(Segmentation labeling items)
>>>>

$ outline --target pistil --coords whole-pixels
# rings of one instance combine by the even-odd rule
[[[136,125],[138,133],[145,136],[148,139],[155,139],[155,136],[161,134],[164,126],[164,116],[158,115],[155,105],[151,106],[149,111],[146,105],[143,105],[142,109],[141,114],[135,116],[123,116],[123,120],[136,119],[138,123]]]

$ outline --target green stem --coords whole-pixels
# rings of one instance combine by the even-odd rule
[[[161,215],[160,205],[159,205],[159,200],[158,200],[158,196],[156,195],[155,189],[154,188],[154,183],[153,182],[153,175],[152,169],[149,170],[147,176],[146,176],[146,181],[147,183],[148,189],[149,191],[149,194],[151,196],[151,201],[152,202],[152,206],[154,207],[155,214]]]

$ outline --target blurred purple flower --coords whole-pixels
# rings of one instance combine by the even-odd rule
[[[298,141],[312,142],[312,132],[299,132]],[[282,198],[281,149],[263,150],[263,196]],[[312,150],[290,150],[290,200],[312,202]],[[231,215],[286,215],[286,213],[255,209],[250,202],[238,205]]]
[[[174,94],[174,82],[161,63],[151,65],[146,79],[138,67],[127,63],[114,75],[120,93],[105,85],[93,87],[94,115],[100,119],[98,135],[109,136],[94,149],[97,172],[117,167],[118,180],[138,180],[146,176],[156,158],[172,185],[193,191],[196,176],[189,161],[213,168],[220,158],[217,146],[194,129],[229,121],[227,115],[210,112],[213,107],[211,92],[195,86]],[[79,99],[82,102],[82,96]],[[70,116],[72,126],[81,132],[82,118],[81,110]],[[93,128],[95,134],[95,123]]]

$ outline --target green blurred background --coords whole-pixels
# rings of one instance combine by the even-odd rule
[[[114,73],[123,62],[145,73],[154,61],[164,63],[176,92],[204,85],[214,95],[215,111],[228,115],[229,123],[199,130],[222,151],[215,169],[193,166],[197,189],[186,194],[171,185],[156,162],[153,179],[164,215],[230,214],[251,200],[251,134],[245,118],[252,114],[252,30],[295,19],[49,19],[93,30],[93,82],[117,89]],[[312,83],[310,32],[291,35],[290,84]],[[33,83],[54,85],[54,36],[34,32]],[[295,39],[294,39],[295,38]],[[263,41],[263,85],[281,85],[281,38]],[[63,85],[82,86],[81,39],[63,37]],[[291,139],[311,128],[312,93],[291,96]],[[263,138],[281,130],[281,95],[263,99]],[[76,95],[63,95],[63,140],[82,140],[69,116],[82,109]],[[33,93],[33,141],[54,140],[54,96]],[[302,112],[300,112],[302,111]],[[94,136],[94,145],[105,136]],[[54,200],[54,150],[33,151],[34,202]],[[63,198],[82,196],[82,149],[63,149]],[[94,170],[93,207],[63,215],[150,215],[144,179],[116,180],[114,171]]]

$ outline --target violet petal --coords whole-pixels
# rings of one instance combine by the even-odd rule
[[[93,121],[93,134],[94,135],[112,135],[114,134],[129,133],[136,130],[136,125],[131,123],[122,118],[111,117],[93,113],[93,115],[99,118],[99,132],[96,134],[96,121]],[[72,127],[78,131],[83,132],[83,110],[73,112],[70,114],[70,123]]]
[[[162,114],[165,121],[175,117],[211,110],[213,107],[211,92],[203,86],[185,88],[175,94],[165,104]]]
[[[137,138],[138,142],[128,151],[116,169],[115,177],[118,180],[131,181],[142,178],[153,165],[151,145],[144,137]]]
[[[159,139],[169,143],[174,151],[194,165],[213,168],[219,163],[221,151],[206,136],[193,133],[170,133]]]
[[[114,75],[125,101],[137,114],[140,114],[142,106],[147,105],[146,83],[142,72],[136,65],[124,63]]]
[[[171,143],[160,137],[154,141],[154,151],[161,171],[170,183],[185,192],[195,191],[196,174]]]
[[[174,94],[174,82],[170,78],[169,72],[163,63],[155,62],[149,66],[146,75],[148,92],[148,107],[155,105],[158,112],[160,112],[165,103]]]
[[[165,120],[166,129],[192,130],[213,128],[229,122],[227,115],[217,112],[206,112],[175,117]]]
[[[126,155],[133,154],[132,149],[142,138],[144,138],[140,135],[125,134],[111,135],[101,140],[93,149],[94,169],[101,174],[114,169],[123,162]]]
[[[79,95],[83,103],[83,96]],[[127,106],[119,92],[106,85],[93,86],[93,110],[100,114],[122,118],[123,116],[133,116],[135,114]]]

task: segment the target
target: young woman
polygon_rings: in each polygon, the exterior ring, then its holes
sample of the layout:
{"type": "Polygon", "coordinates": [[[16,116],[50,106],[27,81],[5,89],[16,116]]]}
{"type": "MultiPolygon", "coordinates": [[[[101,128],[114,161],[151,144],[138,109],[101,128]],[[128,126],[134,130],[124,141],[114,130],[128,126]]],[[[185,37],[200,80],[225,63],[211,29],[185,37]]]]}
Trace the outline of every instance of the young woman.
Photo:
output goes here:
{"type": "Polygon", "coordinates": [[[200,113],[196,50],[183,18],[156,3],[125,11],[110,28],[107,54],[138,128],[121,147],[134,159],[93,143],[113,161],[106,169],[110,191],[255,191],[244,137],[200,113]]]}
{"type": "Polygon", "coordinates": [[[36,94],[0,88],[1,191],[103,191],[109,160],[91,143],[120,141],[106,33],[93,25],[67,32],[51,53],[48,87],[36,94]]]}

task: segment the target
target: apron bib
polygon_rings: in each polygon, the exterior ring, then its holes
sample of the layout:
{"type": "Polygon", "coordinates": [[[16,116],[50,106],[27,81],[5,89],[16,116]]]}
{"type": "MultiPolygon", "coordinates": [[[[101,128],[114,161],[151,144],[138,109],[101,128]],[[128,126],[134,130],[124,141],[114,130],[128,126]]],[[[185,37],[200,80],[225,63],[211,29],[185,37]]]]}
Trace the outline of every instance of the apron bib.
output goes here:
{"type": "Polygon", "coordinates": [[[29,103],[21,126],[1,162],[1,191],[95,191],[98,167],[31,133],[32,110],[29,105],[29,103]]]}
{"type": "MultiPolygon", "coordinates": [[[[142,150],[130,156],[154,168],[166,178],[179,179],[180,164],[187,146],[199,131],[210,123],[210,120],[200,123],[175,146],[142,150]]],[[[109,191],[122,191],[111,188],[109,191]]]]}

<<<<
>>>>

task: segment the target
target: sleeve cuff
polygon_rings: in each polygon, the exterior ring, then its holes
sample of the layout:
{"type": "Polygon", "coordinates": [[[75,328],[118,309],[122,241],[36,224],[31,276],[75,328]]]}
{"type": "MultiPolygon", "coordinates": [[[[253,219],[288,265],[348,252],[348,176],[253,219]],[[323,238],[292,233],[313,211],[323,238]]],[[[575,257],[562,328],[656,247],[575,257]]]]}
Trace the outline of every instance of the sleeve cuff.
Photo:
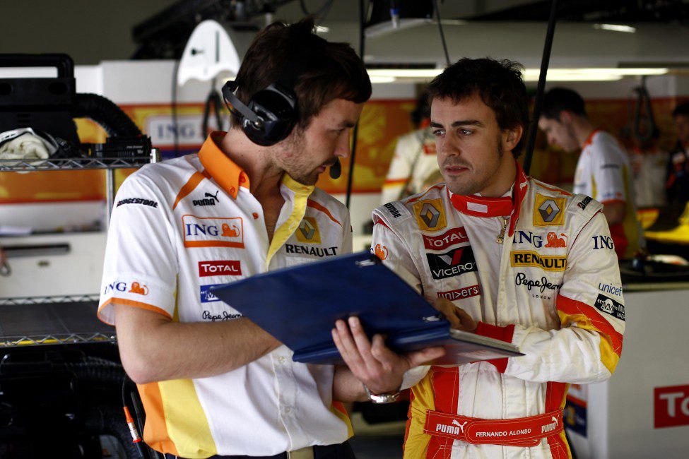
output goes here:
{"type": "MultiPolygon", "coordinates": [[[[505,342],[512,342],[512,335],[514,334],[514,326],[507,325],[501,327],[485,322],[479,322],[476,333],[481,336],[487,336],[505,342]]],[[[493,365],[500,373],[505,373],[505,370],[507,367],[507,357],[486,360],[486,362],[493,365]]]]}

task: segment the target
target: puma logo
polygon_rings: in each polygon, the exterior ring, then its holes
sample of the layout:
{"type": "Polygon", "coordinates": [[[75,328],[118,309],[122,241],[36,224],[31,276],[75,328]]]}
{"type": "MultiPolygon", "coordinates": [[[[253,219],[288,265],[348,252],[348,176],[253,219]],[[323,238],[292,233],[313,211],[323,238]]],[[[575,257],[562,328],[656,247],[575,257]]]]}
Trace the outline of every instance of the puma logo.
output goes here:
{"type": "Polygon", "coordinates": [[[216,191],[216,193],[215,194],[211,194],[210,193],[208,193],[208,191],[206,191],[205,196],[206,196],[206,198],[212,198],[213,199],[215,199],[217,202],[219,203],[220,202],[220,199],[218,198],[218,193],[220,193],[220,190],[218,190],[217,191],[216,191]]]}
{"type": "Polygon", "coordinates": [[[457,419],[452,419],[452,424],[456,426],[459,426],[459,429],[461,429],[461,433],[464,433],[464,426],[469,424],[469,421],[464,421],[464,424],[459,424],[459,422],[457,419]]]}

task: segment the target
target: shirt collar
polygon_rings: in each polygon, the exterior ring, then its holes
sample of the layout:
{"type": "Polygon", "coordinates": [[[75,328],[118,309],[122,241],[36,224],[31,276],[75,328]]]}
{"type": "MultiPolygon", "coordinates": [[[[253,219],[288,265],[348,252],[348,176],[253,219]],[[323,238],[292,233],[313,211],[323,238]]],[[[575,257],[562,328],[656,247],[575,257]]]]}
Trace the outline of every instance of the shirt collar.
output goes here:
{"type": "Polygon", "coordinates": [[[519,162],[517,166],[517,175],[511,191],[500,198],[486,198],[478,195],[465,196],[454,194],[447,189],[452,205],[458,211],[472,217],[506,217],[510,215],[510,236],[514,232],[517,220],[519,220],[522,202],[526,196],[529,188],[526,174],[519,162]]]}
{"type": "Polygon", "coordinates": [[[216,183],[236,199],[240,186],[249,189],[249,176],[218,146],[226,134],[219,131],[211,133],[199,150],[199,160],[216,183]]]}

<<<<

▸ Task to carry out
Return every line from the records above that contains the string "whole", copied unchanged.

▸ Answer below
$ outline --target pistil --coords whole-pixels
$ outline --target green stem --coords whole-pixels
$ outline --target blurred purple flower --coords whole-pixels
$ outline --target green blurred background --coords whole-pixels
$ outline --target violet petal --coords whole-pixels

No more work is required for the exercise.